### [PROBLEM TO WORK ON]
Transcribe the data below verbatim, reproducing every line without changes.

### [RECORDED INFORMATION]

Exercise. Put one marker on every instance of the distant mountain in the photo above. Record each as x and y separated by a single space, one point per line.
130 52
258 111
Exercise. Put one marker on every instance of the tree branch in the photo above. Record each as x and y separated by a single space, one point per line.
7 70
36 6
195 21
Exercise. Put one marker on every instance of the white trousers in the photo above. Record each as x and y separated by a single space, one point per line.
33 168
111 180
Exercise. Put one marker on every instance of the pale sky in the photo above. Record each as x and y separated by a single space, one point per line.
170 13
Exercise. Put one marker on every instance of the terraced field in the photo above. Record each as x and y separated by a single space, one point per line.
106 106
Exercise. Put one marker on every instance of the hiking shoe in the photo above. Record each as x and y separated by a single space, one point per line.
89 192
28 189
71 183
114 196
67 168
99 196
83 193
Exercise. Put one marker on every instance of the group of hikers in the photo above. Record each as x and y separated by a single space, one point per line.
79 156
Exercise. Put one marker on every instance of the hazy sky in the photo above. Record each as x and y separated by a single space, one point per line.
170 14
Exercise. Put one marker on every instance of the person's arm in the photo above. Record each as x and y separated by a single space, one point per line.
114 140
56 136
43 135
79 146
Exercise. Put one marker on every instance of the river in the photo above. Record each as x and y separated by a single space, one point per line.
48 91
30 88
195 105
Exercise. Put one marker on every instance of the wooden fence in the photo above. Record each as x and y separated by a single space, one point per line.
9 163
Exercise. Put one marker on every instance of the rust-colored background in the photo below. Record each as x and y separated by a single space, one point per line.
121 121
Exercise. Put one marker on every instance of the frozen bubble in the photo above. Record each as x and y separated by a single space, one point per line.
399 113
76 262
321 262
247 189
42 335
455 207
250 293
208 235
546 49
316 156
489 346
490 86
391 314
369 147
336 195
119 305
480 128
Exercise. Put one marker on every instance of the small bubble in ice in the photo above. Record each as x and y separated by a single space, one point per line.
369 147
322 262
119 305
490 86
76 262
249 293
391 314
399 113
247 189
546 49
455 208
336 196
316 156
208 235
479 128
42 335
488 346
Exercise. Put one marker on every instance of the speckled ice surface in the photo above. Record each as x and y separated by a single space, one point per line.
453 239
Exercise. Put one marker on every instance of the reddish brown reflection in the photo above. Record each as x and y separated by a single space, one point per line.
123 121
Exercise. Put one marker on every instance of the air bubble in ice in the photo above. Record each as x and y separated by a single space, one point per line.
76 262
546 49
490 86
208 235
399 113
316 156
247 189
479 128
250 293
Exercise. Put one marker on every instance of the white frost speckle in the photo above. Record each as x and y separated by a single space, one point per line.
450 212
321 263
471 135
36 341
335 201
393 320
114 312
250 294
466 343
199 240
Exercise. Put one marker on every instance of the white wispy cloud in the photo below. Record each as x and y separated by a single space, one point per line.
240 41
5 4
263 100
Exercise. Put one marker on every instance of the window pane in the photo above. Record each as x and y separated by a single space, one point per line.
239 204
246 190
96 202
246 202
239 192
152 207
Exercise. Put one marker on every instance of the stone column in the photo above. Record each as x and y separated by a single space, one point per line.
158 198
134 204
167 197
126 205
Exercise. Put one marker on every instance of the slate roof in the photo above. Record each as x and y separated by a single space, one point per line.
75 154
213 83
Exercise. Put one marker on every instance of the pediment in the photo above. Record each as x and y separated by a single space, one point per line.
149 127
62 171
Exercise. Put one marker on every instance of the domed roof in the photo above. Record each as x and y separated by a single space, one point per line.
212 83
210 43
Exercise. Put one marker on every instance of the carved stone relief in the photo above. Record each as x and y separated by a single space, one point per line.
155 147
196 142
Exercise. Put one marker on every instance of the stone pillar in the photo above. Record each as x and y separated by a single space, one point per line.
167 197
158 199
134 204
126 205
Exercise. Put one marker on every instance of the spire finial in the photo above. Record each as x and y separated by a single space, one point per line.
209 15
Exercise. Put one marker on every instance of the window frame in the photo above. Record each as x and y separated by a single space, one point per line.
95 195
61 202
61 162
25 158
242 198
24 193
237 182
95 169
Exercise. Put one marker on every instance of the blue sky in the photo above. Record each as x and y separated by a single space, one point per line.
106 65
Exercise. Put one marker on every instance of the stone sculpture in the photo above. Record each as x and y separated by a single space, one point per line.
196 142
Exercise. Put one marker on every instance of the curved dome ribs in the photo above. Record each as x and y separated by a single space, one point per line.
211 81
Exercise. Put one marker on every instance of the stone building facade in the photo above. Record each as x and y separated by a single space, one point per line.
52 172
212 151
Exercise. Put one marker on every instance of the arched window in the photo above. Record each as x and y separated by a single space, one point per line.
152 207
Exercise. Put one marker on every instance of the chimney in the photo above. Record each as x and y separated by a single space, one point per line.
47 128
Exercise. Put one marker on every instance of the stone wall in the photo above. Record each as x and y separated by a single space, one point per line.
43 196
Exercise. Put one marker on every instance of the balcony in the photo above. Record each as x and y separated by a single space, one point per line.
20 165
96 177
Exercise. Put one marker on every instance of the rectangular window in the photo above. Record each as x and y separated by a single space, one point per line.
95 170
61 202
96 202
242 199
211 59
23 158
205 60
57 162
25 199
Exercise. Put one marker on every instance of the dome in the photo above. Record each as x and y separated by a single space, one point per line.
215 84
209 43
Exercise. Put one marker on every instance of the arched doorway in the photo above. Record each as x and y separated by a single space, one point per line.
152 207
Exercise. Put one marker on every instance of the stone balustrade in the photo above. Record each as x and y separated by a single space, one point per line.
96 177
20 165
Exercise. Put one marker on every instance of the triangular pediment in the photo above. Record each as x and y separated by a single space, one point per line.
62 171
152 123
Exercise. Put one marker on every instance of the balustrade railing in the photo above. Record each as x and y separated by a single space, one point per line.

### [THE SOLUTION]
Exercise. Put one marker on every instance of the distant mountain in the photo above. Record each as x and y separated by a single space, one point per line.
130 52
258 111
Exercise. Put one marker on every instance of the tree branch in the photo above. Record each as x and y separated by a single space, one point per line.
7 70
36 6
195 21
Exercise. Put one marker on every instance of the white trousers in the photo above. Record each as x and y separated by a single space, one point per line.
33 168
111 180
Exercise. Put one marker on every instance of the pale sky in the photo above. Record each as x and y separated by a single space, one point per line.
170 13
Exercise. Put one marker on every instance of the terraced field in the photo above. Record each as x and y separated by a single space, one point per line.
106 106
Exercise. Put one marker on every instance of the hiking shoe in the photo above. Record each as x and y separated by a single space, one point per line.
89 192
28 189
71 183
114 196
67 168
99 196
83 193
Exercise. Put one marker on every instance of the group of hikers in the photo above. Record each as x and y separated by a single space, one point per line.
79 156
Exercise. Put one marker on every instance of the hazy sky in the photo above. Record each as x and y separated by a single space, one point per line.
170 14
Exercise. Put one marker on every instance of the person's arm in the photo above. Record each as x and y separated by a single space, one point per line.
114 140
56 136
43 135
79 146
Exercise. Put one marker on every instance of the river in the photo above. Record each as x and y separated by a single space, one point per line.
48 91
30 88
195 105
Exercise. Put one marker on every instance of the wooden fence in the photo above. Record each as x and y separated by a single space, one point per line.
9 163
Exercise. Put one marker on every instance of the rust-colored background in the photo below. Record each as x and y separated by a single space, one point per line.
121 121
Exercise. Put one marker on every instance of the frozen bubble in the photo above. Record each as x and y separated by a single space, one point per line.
399 113
76 262
321 262
247 189
42 335
455 207
250 293
208 235
546 49
316 156
489 346
490 86
391 314
369 147
336 195
119 305
480 128
Exercise. Put one marker on every instance of the small bubble in ice in the photo above. Record each as x and y separated by a single space, one point per line.
369 147
322 262
119 305
490 86
76 262
249 293
391 314
399 113
247 189
546 49
455 208
336 196
316 156
208 235
479 128
42 335
488 346
Exercise. Put one marker on every instance of the speckled ice surface in the photo above. Record each as x and y separated by a single space, one point per line.
453 239
Exercise. Put one marker on every instance of the reddish brown reflection in the photo above. Record each as x and y separated by a single space, one point per line.
123 121
Exercise. Put one marker on every instance of the air bubble in ice in the photo above. Record each as x and y separated by a single space, one point per line.
76 262
546 49
490 86
208 235
399 113
316 156
247 189
479 128
250 293
Exercise. Put one marker on every instance of the white frost speckle in the photo above. Record each as x and y separated by a single space, one point per line.
450 212
321 263
471 135
36 341
335 201
393 320
114 312
250 294
466 343
199 240
Exercise. Put one marker on every instance of the white wispy cloud in the photo below. Record each as x and y separated by a single space, one point per line.
240 41
5 4
263 100
Exercise. Put one marker on every instance of the window pane in the photo above. Record each as x and y separated by a single space, one point per line.
239 204
246 190
96 202
246 202
239 192
152 207
Exercise. Put one marker on every instance of the stone column in the photo above. Record each as x and y separated by a single space, one point per line.
158 198
134 204
167 197
126 205
Exercise. Put one marker on every instance of the slate roof in the photo above. Record each as x and y separated by a single space, one point per line.
75 154
213 83
Exercise. Put one marker on every instance of the pediment in the photo above. Record each as x and y separated by a single space, one point per line.
149 127
62 171
Exercise. Put one marker on every instance of the domed roof in the photo above. Record each as x and y separated by a single space, one point per line.
212 83
210 43
Exercise. Put one marker on every instance of the carved stone relief in the photo above. Record each as x and y separated by a single space, one point per line.
155 147
196 142
Exercise. Put one marker on every instance of the stone pillar in the photo above. Record each as x and y separated by a single space, one point per line.
167 197
158 199
134 204
126 205
Exercise. Put one marker on every instance of the spire finial in the photo above. Record each as x and y separated by a single space, one point per line.
209 15
Exercise. Put one marker on every instance of the window frame in the photo above. Record each as x and y separated by a single space, one point per line.
95 195
61 202
61 162
25 158
242 198
24 193
237 182
95 169
Exercise. Put one marker on every instance of the blue sky in the photo above. Record each as x and y separated by a single space, one point per line.
106 65
Exercise. Put one marker on every instance of the stone sculpture in the photo above. Record each as x and y separated by a single space, one point per line.
196 142
Exercise. Put one marker on every instance of the curved dome ribs in the photo above. Record each as x and y separated by a single space, one point per line.
211 81
Exercise. Put one marker on every instance of the stone building facade in the photo above. Record each as x and y separated by a single space, one point per line.
52 172
212 151
Exercise. Put one marker on every instance of the arched window in the photo above. Record each as x and y separated by a single space, one point per line.
152 207
Exercise. Put one marker on every instance of the chimney in the photo above. Record each as x and y separated by a single space, one point per line.
47 128
Exercise. Put one marker on every instance of the stone wall in the photo above. Record each as x and y separated by a single space, one point per line.
43 196
Exercise. Put one marker on every instance of the balcony in the photo above. Record each as x and y separated by a single space, one point per line.
20 165
96 177
Exercise. Put one marker on every instance of the rectangular window in the photo above. Record each as x and y separated by a single space, one point per line.
95 170
61 202
96 202
242 199
211 59
23 158
205 60
57 162
25 199
Exercise. Put one marker on every instance of the dome in the photo above. Record each as x and y separated by a single space, one point per line.
215 84
209 43
Exercise. Put one marker on every instance of the arched doorway in the photo above. Record each as x and y separated by a single space, one point per line.
152 207
Exercise. Put one marker on every instance of the stone balustrade in the photo above. Record each as x and y separated by a single space, one point per line.
96 177
20 165
Exercise. Put one marker on every instance of the triangular pediment in the photo above. Record each as x and y separated by a single space, one point per line.
62 171
152 123
Exercise. Put one marker on every instance of the balustrade railing in the photo above. Record each as x and y separated by a single space, one point per line.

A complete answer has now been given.